Records provided -
■ ■ ■
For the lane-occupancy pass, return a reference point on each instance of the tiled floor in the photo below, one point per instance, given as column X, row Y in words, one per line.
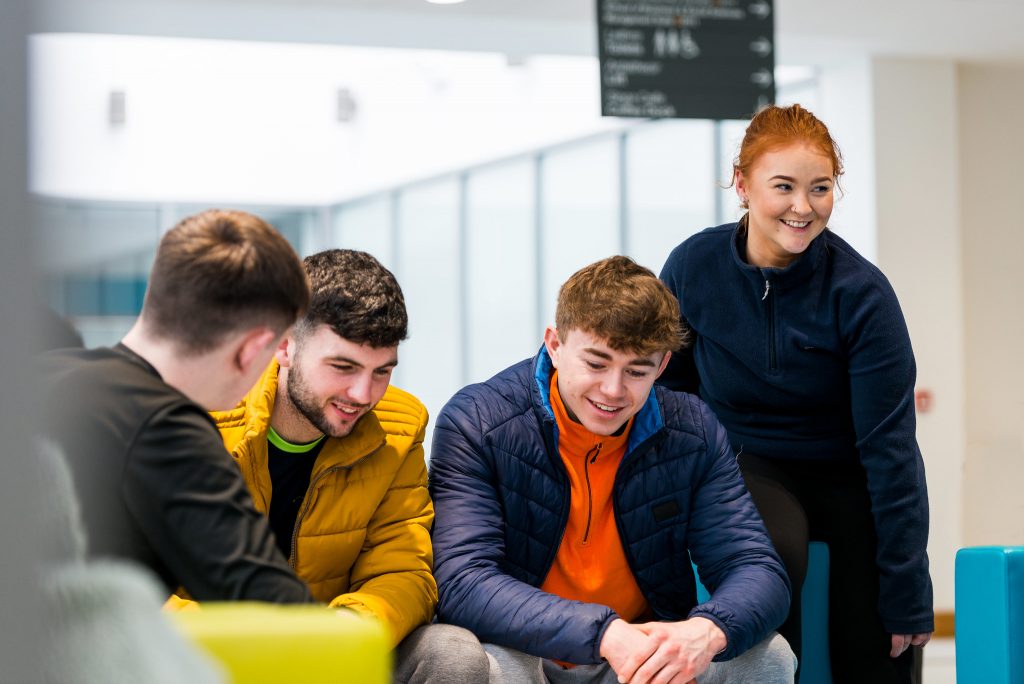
column 940, row 663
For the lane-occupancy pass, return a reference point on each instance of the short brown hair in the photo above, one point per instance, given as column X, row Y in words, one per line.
column 624, row 303
column 219, row 271
column 356, row 297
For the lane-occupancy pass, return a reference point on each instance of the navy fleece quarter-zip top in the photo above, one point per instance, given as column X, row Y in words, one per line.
column 812, row 361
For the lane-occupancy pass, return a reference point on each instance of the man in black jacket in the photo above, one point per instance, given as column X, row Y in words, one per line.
column 155, row 482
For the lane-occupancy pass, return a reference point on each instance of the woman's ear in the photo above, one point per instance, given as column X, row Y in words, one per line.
column 286, row 351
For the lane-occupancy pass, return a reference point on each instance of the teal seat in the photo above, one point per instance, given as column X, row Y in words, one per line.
column 989, row 595
column 815, row 667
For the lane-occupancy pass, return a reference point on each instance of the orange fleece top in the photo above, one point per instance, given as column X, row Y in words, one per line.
column 591, row 564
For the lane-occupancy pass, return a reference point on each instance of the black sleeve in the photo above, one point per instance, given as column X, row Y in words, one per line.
column 190, row 502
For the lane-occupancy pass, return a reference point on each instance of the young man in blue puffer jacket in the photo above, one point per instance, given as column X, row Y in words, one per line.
column 570, row 496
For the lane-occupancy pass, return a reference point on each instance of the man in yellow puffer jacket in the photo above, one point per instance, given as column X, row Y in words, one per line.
column 334, row 457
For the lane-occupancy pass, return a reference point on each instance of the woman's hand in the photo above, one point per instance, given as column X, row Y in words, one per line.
column 903, row 641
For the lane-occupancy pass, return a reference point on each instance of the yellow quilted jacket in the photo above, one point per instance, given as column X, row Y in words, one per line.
column 363, row 533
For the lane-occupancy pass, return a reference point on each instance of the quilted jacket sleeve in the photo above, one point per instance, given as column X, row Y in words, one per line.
column 475, row 590
column 750, row 593
column 391, row 578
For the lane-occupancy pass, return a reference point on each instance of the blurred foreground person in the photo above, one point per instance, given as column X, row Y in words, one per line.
column 155, row 482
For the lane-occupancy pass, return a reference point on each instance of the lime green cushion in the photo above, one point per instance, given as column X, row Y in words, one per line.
column 260, row 642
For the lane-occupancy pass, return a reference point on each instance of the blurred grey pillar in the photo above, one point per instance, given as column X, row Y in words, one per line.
column 20, row 634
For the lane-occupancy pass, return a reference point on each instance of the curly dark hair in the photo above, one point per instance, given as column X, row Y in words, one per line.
column 356, row 297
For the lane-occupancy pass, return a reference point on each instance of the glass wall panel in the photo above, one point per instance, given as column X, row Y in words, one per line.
column 580, row 213
column 671, row 186
column 428, row 270
column 367, row 225
column 502, row 324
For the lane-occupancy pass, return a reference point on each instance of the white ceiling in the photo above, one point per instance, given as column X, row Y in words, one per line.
column 808, row 31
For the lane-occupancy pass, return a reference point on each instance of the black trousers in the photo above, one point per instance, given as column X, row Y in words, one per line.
column 801, row 501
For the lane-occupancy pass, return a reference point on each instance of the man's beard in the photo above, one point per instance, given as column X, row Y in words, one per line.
column 311, row 409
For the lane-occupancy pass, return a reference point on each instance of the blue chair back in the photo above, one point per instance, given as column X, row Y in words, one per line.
column 989, row 595
column 815, row 667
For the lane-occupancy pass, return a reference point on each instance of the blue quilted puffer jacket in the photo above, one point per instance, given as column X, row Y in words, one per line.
column 502, row 502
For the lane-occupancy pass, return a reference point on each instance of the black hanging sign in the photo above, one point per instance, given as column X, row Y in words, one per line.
column 686, row 58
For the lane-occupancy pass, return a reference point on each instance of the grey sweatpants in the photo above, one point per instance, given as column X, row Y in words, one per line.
column 439, row 654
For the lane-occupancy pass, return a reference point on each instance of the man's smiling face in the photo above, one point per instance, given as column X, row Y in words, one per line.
column 601, row 387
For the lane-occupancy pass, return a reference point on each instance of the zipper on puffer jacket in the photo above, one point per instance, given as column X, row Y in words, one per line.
column 307, row 503
column 587, row 461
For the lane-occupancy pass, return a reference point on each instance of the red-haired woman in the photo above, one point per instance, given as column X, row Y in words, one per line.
column 801, row 349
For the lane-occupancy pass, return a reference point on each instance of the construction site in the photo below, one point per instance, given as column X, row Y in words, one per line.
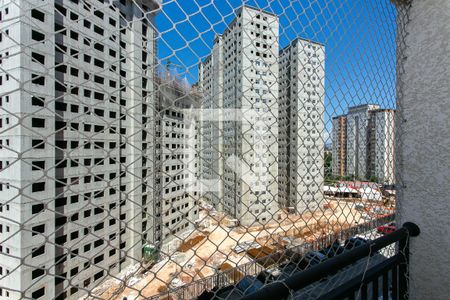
column 217, row 246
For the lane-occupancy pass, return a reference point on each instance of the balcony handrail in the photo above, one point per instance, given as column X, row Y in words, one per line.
column 282, row 289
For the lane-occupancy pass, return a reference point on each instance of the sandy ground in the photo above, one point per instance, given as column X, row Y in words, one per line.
column 203, row 259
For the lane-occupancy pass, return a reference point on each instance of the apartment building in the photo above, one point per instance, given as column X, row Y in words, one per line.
column 177, row 159
column 358, row 139
column 339, row 146
column 364, row 139
column 211, row 163
column 381, row 146
column 76, row 88
column 245, row 56
column 301, row 125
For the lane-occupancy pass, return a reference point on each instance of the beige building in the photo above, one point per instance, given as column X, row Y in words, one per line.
column 338, row 152
column 240, row 78
column 73, row 203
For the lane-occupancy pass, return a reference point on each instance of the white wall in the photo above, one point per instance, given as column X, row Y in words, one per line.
column 424, row 133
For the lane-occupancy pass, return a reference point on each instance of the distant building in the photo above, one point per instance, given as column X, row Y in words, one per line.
column 242, row 74
column 363, row 144
column 301, row 125
column 177, row 160
column 358, row 139
column 339, row 147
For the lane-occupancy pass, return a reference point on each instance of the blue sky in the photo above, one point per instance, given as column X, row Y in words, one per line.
column 359, row 39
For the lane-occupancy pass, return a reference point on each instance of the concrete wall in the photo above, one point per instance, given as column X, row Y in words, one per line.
column 424, row 136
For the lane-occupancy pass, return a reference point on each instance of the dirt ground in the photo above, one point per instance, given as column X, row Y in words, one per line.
column 203, row 254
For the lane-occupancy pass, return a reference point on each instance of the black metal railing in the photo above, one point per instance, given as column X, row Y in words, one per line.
column 388, row 278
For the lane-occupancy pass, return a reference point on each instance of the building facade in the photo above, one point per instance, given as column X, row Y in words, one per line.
column 339, row 152
column 211, row 85
column 382, row 159
column 301, row 125
column 247, row 63
column 358, row 140
column 81, row 91
column 363, row 142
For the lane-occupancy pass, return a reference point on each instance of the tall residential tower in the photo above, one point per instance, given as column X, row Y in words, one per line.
column 301, row 125
column 76, row 93
column 245, row 59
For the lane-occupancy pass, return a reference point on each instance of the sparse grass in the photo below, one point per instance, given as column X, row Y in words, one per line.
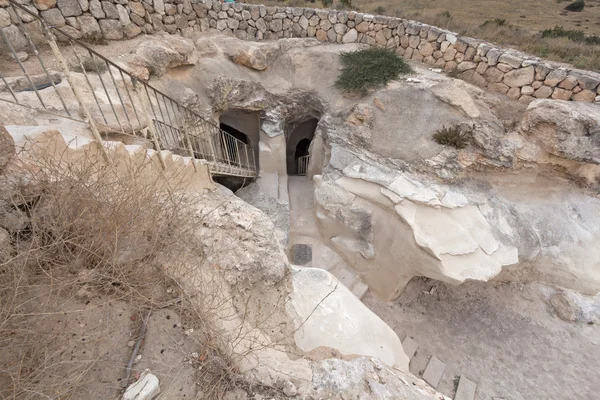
■ ■ ■
Work request - Word for word, print all of the data; skip the pictures.

Result for this task -
For the lane-occupancy pass, return a reference point on each instance of the tiled floor in the photo below, one point per instance, given as column X, row Y in words, one per line.
column 940, row 663
For the lane-occupancy pass, return a reference point on each instance of the short brown hair in the photo above, one point per instance, given as column X, row Y in words, one per line.
column 624, row 303
column 219, row 271
column 356, row 297
For the lane-occupancy pass, return a reference point on each instance of the navy fleece quarter-zip top in the photo above, one point per instance, given as column X, row Y in words, one per line.
column 812, row 361
For the lane-occupancy pass, return a reference point on each instance of the man in black jacket in the photo above, one point per instance, given as column X, row Y in words, one per line.
column 155, row 482
For the lane-occupancy pass, return a reference point on each instance of the woman's ear in the photo above, one point per instance, given as column X, row Y in words, one per line.
column 286, row 351
For the lane-occupancy pass, return a reference point on each instance of the teal seat in the photo above, one point per instance, given as column X, row Y in words, one per line.
column 989, row 595
column 815, row 667
For the lane-occupancy pass, return a reference point on each instance of the orange fleece top in the photo above, one point per instance, given as column X, row Y in words, one per line.
column 591, row 564
For the lane-occupancy pass, return a reference point on each instance of the black sleeve in the photo above, one point per instance, given as column X, row Y in words, one per line.
column 190, row 502
For the lane-occupancy pass, return a reference point on each instance of the young man in blue puffer jacket in the photo above, one point per instance, given as column X, row Y in words, one per line.
column 570, row 496
For the lane-occupancy pass, return a reference point on each instance of the man in yellow puffer jacket in the photo above, one point per instance, given as column X, row Y in words, one per line.
column 334, row 457
For the lane-occupancy pass, return a reference point on each instance of the woman's hand in the photo above, one point per instance, given as column X, row Y in words, one per line.
column 903, row 641
For the lane-occupancy pass, return a reference point on each instance of the yellow quilted jacket in the photo above, one point per instance, given as column X, row Y in words, one per line.
column 363, row 533
For the lane-occupancy pass, return a reference point on each instance of the quilted jacket sleeve in the photo above, one point per instance, given as column X, row Y in words, one per line.
column 475, row 590
column 750, row 593
column 391, row 578
For the lane-occupancy pass, return a reference point on each instance of the blurred foreground person in the photo above, one point per instance, given as column X, row Y in words, one per line.
column 155, row 482
For the lane-occupancy pass, return a reference point on each instance of the lime green cushion in the photo above, one point per instance, given as column X, row Y in words, one per line.
column 260, row 642
For the lane-occupancy pass, return a reference point on each instance of the blurred grey pillar in the photo above, one point per instance, given as column X, row Y in words, one per line.
column 20, row 634
For the lane-occupancy pass, return a reference point on each instance of the curly dark hair in the photo above, one point per instance, given as column X, row Y in words, one per line.
column 356, row 297
For the lane-occupancy pass, return a reference point on each instance of the glass wall panel in the photo above, one point per instance, given as column X, row Y in words, one per line.
column 580, row 213
column 671, row 186
column 428, row 270
column 367, row 225
column 502, row 324
For the lane-occupancy pass, return a reference point on each instance of the white ceiling in the photo above, one point per instance, given as column X, row Y in words, one per line.
column 808, row 31
For the lane-occupancy pass, return a reference point on each instance of the black trousers in the photo above, one point per instance, given as column X, row Y in words, one per line.
column 801, row 501
For the lane-occupancy pass, return a reference point on each instance of the man's beard in the photo above, one point per instance, given as column X, row Y in words, one per line.
column 311, row 409
For the lane-occupancy pass, return a reference point on each instance of the blue chair back in the photo above, one point per instance, given as column X, row Y in words, one per line.
column 989, row 595
column 815, row 667
For the lane-occupancy pass, return a reference point on each instance of the blue quilted puffer jacket in the photo above, one point per instance, given as column X, row Y in words, one per line.
column 502, row 502
For the lane-occupancy pass, return a reference point on each instance of the black hanging sign in the photo above, one point per instance, given as column X, row Y in words, one per line.
column 686, row 58
For the lane-occupancy pass, return a reference point on each instance of the grey sweatpants in the photo above, one point per instance, given as column X, row Y in words, one per line.
column 439, row 654
For the lane-occupancy pass, return a reference point on each instance of the man's smiling face in the photo above, one point per instance, given as column X, row Y in words, one per line.
column 601, row 387
For the lane-occupancy pass, return a reference point on each instance of the zipper on puffer jacket in the photo above, one point per instance, given as column X, row Y in words, one per line.
column 307, row 503
column 587, row 461
For the lane-occupancy pass, return a reference point on each instance of the red-haired woman in the photo above, one point per instance, given as column X, row Y in words, one per line.
column 801, row 349
For the lane-occupancy pass, return a reference point on each instance of the construction site in the photo below, one point per instance, given as column X, row Y in words, one per line.
column 217, row 246
For the lane-occupancy pass, return a reference point on each instance of the balcony handrail in the photo above, one point per instance, given as column X, row Y in words, one per line.
column 282, row 289
For the lane-occupancy pass, return a reference point on each instance of the sandy ground in the photo above, one point per instance, given as column X, row Y in words, one per line.
column 203, row 259
For the lane-occupancy pass, return a reference point on each instance of the apartment building in the photo above, one point per instance, given as column X, row Y in words, one per line.
column 177, row 159
column 358, row 139
column 339, row 146
column 364, row 139
column 211, row 163
column 381, row 146
column 76, row 88
column 245, row 56
column 301, row 125
For the lane-occupancy pass, return a reference point on each instance of the beige building in the photo above, one point per instance, given as column X, row Y in words, one per line.
column 338, row 152
column 240, row 78
column 73, row 203
For the lane-occupancy pass, return a reference point on each instance of the white wall in the photo above, one point per instance, given as column X, row Y in words, one per line.
column 424, row 133
For the lane-occupancy pass, return a reference point on each instance of the distant building in the photo above, one point per instance, given as column X, row Y in words, one per line.
column 242, row 74
column 363, row 144
column 301, row 125
column 177, row 160
column 358, row 139
column 339, row 147
For the lane-occupancy pass, return a reference point on each instance of the blue sky in the photo above, one point per instance, given as column X, row Y in words, one per line.
column 359, row 39
For the lane-occupancy pass, return a reference point on each instance of the concrete wall in the photo above, one point per instance, given as column X, row Y in words, one per line.
column 424, row 136
For the lane-occupancy pass, return a reference point on each instance of the dirt ground in the photo above, one point per instance, given as column X, row Y in words, one per line.
column 203, row 254
For the lane-occupancy pass, return a reference point on each instance of the black metal railing in the photo above, one point per instance, given as column X, row Y in words, one per line.
column 388, row 278
For the lane-occupancy pass, return a reference point on each instance of the building facade in the photo above, one point per instance, given as column X, row Y in words, one per line.
column 339, row 152
column 211, row 85
column 382, row 159
column 301, row 125
column 247, row 63
column 358, row 140
column 81, row 91
column 363, row 142
For the lane-occupancy pass, return a reference point on each instance of the tall residential tower in the photo above, one point per instance, given as column X, row Y in words, one per line.
column 301, row 125
column 76, row 93
column 245, row 59
For the lane-occupancy pass, return a reference point on each instance of the sparse grass in the photo below, one point per instance, given as column X, row Y in words, one per line.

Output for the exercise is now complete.